• **WHAT YOU WILL DO**:
A. In the Marek Osinski profile, which university awarded his M.Sc. in theoretical physics?
B. Carry on the Marek Osinski profile, starting after its final sentence.

• **TEXT**:

┄┄┄┄┄┄┄┄┄┄

Marek Osinski

Photo: Marek Osinski

OSE Co-Chair

Distinguished Professor

ECE
Physics and Astronomy
CHTM

Email: 
osinski@chtm.unm.edu
Phone: 
505.272.7812
Personal website

Ph.D., 1979, Polish Academy of Sciences

Profile

Single-photon sources and Detectors
Quantum Photonic Integrated Circuits 
Semiconductor Ring Lasers
Injection Locking

Bio

Marek Osiński is a Distinguished Professor in the Department of Electrical & Computer Engineering (ECE) at the University of New Mexico (UNM). He holds joint professorships with UNM’s Departments of Physics & Astronomy, Computer Science, and Nuclear Engineering. He is also a core member of the Center for High Technology Materials (CHTM) at UNM. He received the M.Sc. degree in theoretical physics from Warsaw University, Warsaw, Poland, and the Ph.D. degree in physical sciences from the Institute of Physics of the Polish Academy of Sciences (PASc), Warsaw. He is also affiliated with UNM’s Comprehensive Cancer Center, Center for Emerging Energy Technologies, and Center for Biomedical Engineering, and actively participates in interdisciplinary graduate programs in Optical Science & Engineering (OSE) and Nanoscience & Microsystems Engineering (NMSE). He currently serves as the ECE Co-Chair of the OSE graduate program. His main current research interests include single-photon sources and detectors, quantum photonic integrated circuits, semiconductor ring lasers, injection locking, photonic crystals, laser cooling, monolithically integrated optoelectronic circuits, comprehensive simulation of optoelectronic devices, memristors, neuromorphic computing, synthesis and characterization of colloidal nanocrystals, nanoscintillators, nanophosphors, and effects of radiation on optoelectronic devices.

┄┄┄┄┄┄┄┄┄┄

• **STUDY MATERIAL**:
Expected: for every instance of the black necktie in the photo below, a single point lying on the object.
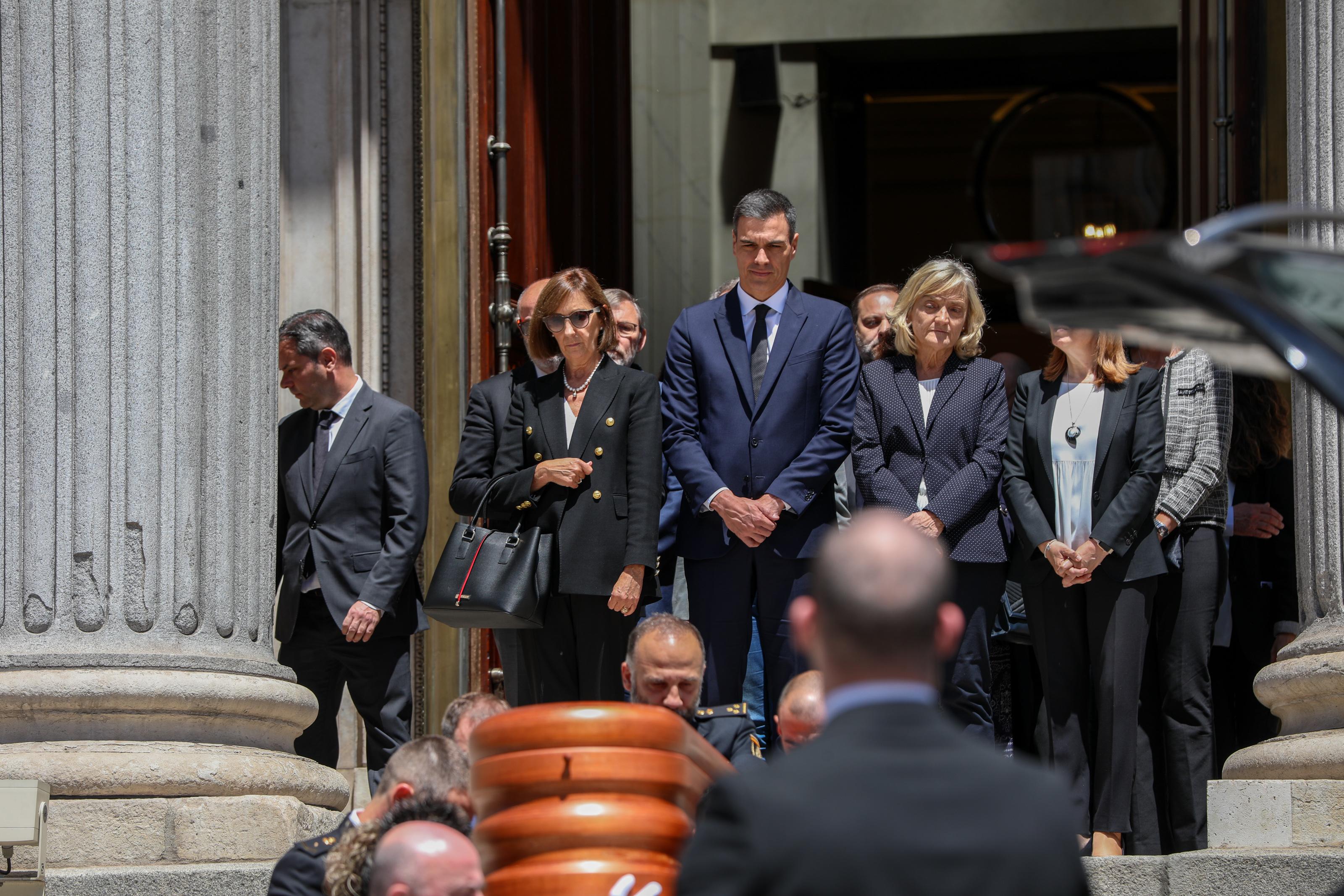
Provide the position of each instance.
(760, 351)
(322, 444)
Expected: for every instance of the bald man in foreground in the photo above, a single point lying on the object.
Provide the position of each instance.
(803, 711)
(478, 456)
(897, 799)
(664, 667)
(425, 859)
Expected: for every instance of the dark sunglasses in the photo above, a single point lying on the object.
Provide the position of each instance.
(556, 323)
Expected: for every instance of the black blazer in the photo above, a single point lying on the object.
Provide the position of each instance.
(889, 800)
(365, 520)
(1126, 476)
(1263, 573)
(479, 452)
(959, 456)
(612, 519)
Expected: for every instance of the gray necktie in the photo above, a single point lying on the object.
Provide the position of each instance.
(322, 444)
(760, 351)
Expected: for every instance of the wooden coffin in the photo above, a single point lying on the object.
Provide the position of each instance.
(572, 796)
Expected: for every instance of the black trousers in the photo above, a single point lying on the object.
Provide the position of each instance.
(724, 596)
(578, 651)
(378, 673)
(518, 679)
(1176, 747)
(967, 683)
(1089, 643)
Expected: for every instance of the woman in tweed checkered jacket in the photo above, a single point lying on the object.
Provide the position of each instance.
(1190, 516)
(929, 432)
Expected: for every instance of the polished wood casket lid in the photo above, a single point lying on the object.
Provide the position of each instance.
(514, 778)
(557, 726)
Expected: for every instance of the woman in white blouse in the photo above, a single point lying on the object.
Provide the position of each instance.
(929, 430)
(1081, 475)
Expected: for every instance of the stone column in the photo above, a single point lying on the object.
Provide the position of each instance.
(138, 375)
(1288, 792)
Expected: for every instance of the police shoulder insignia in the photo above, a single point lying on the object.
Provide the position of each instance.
(314, 847)
(727, 710)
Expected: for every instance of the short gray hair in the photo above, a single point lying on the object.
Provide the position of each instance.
(765, 205)
(878, 586)
(659, 624)
(476, 706)
(314, 331)
(617, 296)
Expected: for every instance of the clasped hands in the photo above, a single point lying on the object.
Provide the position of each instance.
(749, 519)
(568, 472)
(1073, 566)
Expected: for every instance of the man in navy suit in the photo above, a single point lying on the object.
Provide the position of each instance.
(759, 395)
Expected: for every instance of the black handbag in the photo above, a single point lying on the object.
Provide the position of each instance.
(492, 579)
(1011, 620)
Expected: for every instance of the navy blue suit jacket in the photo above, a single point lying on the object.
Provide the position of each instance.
(959, 456)
(787, 444)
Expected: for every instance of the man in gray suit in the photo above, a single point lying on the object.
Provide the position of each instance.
(353, 508)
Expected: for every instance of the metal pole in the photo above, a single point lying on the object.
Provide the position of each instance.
(502, 312)
(1225, 117)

┄┄┄┄┄┄┄┄┄┄

• **ANSWERS TO EACH TASK**:
A. Warsaw University, in Warsaw, Poland.

B.
 Dr. Osiński is a Life Fellow of IEEE (’18), IEEE Photonics Society, and IEEE Engineering in Medicine and Biology Society, as well as Fellow of the International Society for Optical Engineering (SPIE) (‘02) and Fellow of the Optical Society of America (’03). He has authored or co-authored over 590 technical papers, 7 book chapters, and 26 patents. He also co-edited 32 books of SPIE conference proceedings on Physics and Simulation of Optoelectronic Devices and 26 other SPIE volumes in the fields of advanced high-power lasers, optoelectronics, nano-biophotonics, and colloidal nanoparticles for biomedical applications. From 1992 until 2003, he served as North American Editor of Progress in Quantum Electronics. From 2012 till 2017, he served as Associate Editor of IEEE Photonics Journal. Currently, he serves as Director of the National Quantum Virtual Laboratory program on Quantum Computing Applications of Photonics, supported by the National Science Foundation (NSF).